#### PROBLEM DESCRIPTION:
Copy out every line of the data below that contains the word "pond". Case counts, so match uppercase and lowercase letters exactly.

#### INPUT FOR THIS TASK:
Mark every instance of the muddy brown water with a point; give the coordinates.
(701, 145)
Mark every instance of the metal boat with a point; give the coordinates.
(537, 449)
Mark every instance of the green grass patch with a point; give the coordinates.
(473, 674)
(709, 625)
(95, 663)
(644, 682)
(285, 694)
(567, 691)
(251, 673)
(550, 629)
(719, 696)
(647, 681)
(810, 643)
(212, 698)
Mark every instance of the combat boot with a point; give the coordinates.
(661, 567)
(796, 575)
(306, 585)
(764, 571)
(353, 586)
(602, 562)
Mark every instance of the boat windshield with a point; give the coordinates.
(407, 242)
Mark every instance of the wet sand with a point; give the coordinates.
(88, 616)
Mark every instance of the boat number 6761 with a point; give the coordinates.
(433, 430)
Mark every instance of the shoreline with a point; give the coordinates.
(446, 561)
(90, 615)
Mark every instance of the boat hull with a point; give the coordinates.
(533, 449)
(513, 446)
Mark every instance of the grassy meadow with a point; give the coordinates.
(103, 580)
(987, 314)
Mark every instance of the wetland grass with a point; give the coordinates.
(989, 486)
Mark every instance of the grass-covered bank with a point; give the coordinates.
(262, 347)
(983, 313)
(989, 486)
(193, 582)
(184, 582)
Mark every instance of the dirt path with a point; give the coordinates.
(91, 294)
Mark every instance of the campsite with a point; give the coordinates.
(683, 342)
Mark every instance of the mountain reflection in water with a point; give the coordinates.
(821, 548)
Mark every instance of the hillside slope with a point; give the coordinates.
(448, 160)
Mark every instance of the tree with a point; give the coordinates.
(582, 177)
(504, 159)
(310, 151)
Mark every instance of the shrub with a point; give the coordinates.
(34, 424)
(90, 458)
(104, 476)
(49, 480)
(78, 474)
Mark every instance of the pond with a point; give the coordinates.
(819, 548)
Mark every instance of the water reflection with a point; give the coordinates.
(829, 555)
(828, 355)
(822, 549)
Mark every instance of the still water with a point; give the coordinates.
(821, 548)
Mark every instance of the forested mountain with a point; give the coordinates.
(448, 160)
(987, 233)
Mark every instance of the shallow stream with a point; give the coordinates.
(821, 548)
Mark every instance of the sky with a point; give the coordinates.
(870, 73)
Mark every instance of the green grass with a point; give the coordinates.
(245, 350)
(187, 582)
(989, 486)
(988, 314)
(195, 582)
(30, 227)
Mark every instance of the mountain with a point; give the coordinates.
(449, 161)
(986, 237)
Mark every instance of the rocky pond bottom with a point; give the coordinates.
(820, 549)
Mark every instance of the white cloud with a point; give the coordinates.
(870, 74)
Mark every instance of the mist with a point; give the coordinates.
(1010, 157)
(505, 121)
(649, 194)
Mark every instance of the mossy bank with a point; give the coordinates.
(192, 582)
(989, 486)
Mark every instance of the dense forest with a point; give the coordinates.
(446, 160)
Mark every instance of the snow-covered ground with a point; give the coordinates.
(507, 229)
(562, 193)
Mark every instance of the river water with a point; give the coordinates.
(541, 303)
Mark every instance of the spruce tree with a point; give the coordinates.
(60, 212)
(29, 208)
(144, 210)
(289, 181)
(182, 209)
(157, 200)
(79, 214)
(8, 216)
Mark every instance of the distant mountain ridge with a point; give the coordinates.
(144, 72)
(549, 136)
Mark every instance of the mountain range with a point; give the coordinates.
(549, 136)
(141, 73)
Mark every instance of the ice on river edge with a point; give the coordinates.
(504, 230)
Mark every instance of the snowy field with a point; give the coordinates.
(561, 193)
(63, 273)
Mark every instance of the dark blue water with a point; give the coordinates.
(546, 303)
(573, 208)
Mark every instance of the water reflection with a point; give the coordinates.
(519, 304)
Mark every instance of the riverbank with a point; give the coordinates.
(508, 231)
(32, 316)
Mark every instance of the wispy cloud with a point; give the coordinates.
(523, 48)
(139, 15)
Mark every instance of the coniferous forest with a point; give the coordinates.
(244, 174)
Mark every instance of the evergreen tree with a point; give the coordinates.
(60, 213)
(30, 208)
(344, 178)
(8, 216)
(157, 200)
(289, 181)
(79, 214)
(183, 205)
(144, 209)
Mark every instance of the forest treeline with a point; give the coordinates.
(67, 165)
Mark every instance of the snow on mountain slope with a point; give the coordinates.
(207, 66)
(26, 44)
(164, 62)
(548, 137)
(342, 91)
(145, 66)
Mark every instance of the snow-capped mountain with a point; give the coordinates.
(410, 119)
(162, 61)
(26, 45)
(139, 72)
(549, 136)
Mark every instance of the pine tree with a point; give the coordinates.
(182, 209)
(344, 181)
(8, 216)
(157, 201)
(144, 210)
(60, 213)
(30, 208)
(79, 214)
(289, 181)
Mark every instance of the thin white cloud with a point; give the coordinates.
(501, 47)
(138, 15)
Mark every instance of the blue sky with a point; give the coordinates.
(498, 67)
...
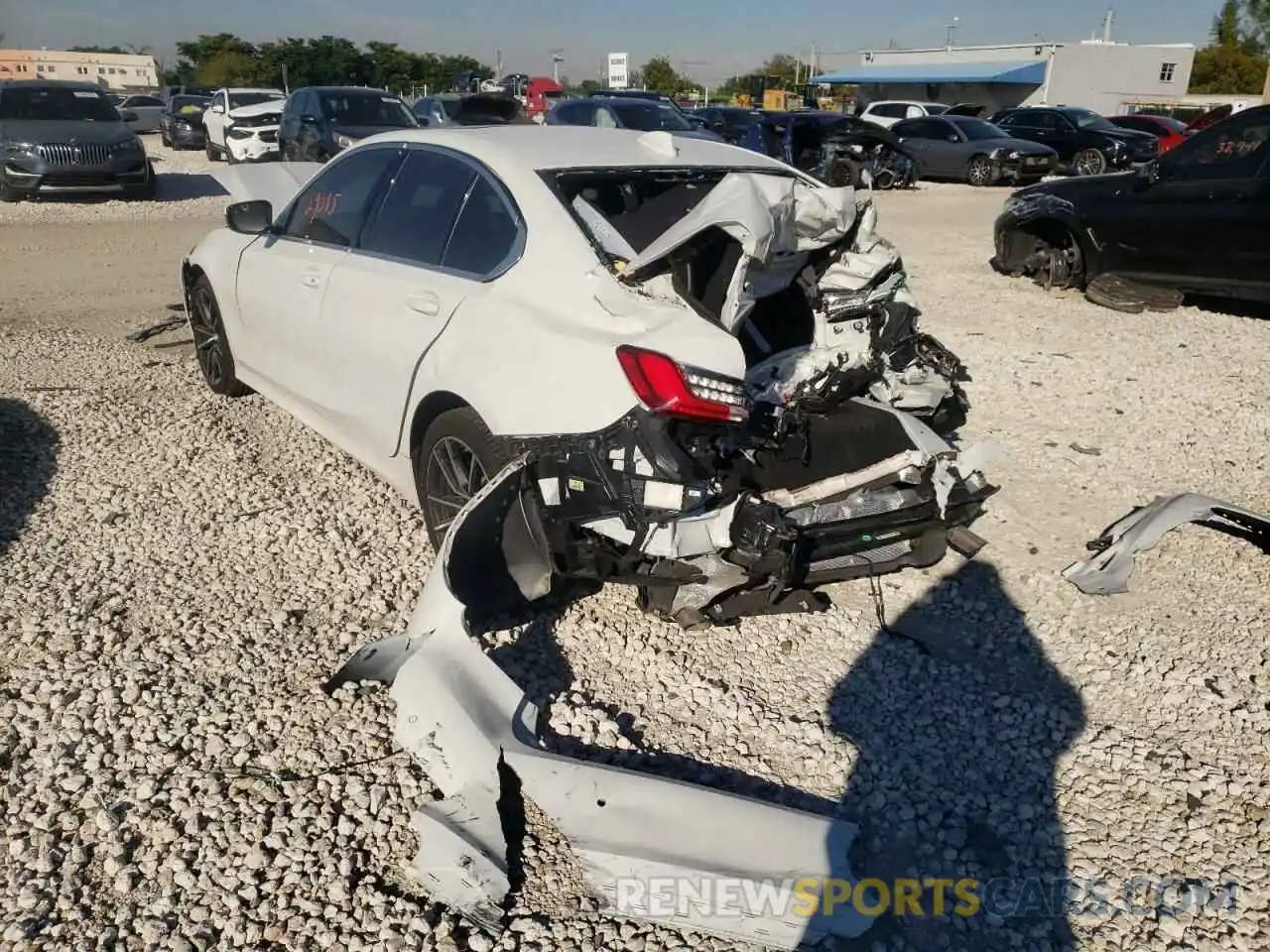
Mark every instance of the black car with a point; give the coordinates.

#### COMPLETED TASK:
Mark every instance of the pond with a point; give the coordinates.
Mark every instance of the rocky pond bottom with a point; give the coordinates.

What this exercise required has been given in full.